◆ **AIM OF THE TASK**
The entries below are to be returned exactly. Include all of them.

═══ RECORDS TO PROCESS

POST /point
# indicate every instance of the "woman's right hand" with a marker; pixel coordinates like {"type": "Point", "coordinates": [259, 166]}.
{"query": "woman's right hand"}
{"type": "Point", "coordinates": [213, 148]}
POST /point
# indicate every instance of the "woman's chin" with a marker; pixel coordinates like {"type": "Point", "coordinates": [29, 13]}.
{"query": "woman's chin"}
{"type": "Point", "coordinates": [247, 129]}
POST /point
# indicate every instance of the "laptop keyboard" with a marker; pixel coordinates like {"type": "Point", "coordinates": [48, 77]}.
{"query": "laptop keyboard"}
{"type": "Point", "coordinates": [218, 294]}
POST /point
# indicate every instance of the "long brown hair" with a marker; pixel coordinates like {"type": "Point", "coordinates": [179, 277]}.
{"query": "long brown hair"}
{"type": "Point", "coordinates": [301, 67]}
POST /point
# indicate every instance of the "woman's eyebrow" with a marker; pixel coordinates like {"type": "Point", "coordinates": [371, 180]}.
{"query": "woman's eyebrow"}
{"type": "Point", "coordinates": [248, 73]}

══════

◆ **RESPONSE TO THE TASK**
POST /point
# indicate every instance of the "woman's right hand" with a marker; pixel coordinates like {"type": "Point", "coordinates": [259, 166]}.
{"query": "woman's right hand"}
{"type": "Point", "coordinates": [213, 148]}
POST /point
# indicate every instance of the "woman's chin" with a marker; pixel coordinates like {"type": "Point", "coordinates": [29, 13]}.
{"query": "woman's chin"}
{"type": "Point", "coordinates": [247, 129]}
POST /point
# indicate every instance of the "laptop keyboard" with a marker; pixel coordinates like {"type": "Point", "coordinates": [48, 77]}.
{"query": "laptop keyboard"}
{"type": "Point", "coordinates": [218, 294]}
POST /point
# indicate every instance of the "long brown hair" with a marker; pixel coordinates like {"type": "Point", "coordinates": [179, 277]}.
{"query": "long brown hair"}
{"type": "Point", "coordinates": [301, 67]}
POST /point
# indicate every instance of the "woman's eyebrow" with a marker; pixel coordinates like {"type": "Point", "coordinates": [371, 180]}.
{"query": "woman's eyebrow"}
{"type": "Point", "coordinates": [248, 73]}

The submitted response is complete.